Reading text.
################

I think the House really should regard this Amendment seriously. I know that the Parliamentary Secretary has replied that the rules will be laid upon the Table, and we can pray after that. If any Members of the House have had experience of prayers and of praying in this House, they are the Members for Bedwellty (Mr. C. Edwards) and for Chester-le-Street (Mr. Lawson). If anybody knows anything at all about it, they do, and as a matter of fact experience shows that it is perfectly futile and means nothing at all. I wish the House could have been full when we were discussing this matter. My hon. Friend the Member for Gower (Mr. D. Grenfell) introduced the Amendment in a speech full of thought, in which he covered meticulously the Clauses which make arrangements for rules on various subjects, and it is very important, particularly after last night's Debate, that the House should give serious attention to this question of rules being approved by the House.

What was the position of the right hon. Gentleman last night? The House has been seriously disturbed about the operation of the means test, and the right hon. Gentleman has not been satisfied with it himself. Indeed, he has given us a regulation including certain words upon which he stakes almost his reputation as regards the successful operation of Part II of the Bill. The one thing that hon. Members said all through the Debate was that they hoped the right hon. Gentleman's rules were going to be so watertight and so clear that there could be no mistake about the matter, and the right hon. Gentleman has said that he is going to see that these words in Clause 39 are not only given effect to, but that they are so much alive in actual fact that those for whom the rules are to operate, and for whom the board exists, are going to get a fair deal—a fairer deal than the present system has given. The right hon. Gentleman says that he is going to make rules, and the Parliamentary Secretary says that of course those rules must have a chance of being tested. The rules are to be submitted to the right hon. Gentleman, he is to make any amendments that he wants to propose, they are then to be sent back to the board, the right hon. Gentleman will then confirm them, and then they will come to this House. But in the case of regulations they are not only thrown back from the board to the Minister until he is satisfied that they are right, but he lays them before the House, and they are to be approved by Parliament. The rules, upon which the success of the operation of Clause 39 particularly rests—

Mr. SPENS

May I point out that in Sub-section (3) of Clause 39, which deals with the means test, it is "regulations" all through? They are not rules at all.

################

Data records.
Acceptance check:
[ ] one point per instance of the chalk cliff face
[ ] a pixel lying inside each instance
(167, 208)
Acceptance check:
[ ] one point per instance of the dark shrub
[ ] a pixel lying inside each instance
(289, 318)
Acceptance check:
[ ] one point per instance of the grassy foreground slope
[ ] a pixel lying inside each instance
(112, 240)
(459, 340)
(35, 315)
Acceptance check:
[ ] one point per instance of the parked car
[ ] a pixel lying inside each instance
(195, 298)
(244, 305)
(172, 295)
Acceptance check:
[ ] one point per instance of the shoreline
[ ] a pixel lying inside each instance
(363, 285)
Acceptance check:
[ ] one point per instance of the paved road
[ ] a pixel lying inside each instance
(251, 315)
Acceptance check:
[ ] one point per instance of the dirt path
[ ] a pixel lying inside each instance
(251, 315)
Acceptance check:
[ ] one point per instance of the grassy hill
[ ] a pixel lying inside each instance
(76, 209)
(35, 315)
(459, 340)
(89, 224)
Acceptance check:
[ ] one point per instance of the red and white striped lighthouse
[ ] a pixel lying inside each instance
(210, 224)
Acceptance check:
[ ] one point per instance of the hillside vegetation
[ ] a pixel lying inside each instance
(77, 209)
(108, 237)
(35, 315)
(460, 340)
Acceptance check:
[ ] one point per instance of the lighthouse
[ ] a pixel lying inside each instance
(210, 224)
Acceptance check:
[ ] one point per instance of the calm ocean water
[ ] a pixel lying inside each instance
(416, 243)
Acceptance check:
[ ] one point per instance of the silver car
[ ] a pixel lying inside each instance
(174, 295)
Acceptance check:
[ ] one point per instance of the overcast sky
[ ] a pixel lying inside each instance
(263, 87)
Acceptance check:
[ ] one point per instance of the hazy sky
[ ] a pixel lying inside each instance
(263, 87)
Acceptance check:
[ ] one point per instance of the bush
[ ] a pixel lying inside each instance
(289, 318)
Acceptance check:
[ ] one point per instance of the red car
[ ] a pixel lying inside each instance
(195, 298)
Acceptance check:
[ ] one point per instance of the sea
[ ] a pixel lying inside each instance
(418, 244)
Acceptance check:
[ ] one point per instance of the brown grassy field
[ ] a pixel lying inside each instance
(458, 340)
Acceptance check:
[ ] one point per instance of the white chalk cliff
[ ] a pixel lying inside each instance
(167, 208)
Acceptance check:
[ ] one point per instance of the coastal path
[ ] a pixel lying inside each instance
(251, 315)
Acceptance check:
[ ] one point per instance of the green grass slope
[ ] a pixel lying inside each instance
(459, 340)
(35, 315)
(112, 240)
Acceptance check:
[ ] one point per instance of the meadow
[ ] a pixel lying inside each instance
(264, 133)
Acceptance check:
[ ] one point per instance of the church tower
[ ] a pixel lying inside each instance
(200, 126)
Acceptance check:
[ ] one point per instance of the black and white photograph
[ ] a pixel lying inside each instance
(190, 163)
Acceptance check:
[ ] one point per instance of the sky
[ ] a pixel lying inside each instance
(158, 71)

################

Challenges.
(a) In the parliamentary debate excerpt, which Member introduced the Amendment?
(b) List every constituency named in the parliamentary debate excerpt.
(c) Write the next part of the parliamentary debate excerpt, following on from its final sentence.

Results by task.
(a) The Member for Gower, Mr. D. Grenfell.

(b) Bedwellty, Chester-le-Street, Gower

(c)
Mr. LAWSON

That is far too general, because the right hon. Gentleman knows that rules are going to be made, or, at least, I hope they are. I think he will have sufficient regard for the dignity of the House to give a thought that it was going through without any real discussion, and, therefore, I do not think he really went into the merits of the case. No one has more regard for the Parliamentary Secretary than I have, but I do not think he expected that so much serious consideration would be given to this matter. In Clause 37 (Application of Part II of Act), Sub-section (2) says that : rules made under this part of the Act may provide that a person shall, in such circumstances as may be specified in the rules, be deemed to be capable of and available for work.… That is really very important indeed. Then, in Clause 39, rules are referred to dealing with the allowances and training. It says : Subject to the provisions of this Act, an allowance may be granted thereunder to any person to whom this part of the Act applies if he proves, in accordance with rules made under this part of this Act—

  1. (a) that he is registered for employment in the prescribed manner and has made application for an allowance in the prescribed manner; and
  2. 1301
  3. (b) that he has no work or only such part-time or intermittent work as not to enable him to earn sufficient for his needs, and …"
Then there are rules to be made giving power to permit training to be given to persons over 18 who are not in need. There is a number of Clauses and Subsections dealing with matters of that kind. I do not think that hon. Members will have the guarantee which they desire that the new Clause 39 will have quite the effect they want unless these rules are considered, and I think that, as hon. Members were so keen last night, particularly in connection with the operation of the test, the allowances, and all the rest of it, that wrongs which undoubtedly exist should be righted, if ever there was a time for giving effect to what they wanted last night, it will be when these rules are considered in the House. I hope, therefore, that the right hon. Gentleman, or at any rate the Solicitor-General, is going to meet the Debate, and to consider seriously the points which have been put this afternoon. The subject is a very important and serious one if the working of the Act is to be successful.

5.28 p.m.

Mr. SPENS

I only rise to make two points. The first one I hope the party opposite will forgive my making this afternoon. I think it was only two nights ago that I addressed the House on the subject of the procedure under Clause 18—which is exactly the procedure that the hon. Member for Gower and those who are supporting him now desire to have put in by this Amendment—and I was severely rated by the hon. Member for Limehouse (Mr. Attlee) and by the hon. Member for South West Bethnal Green (Sir P. Harris), and was told that it was a perfectly useless procedure for giving Parliament any control of any sort or kind. All I can say is that, if this is an instance of consistency on the part of either the Labour party or the Liberal party, I hope that the House and the country will look for a better example of it in days to come.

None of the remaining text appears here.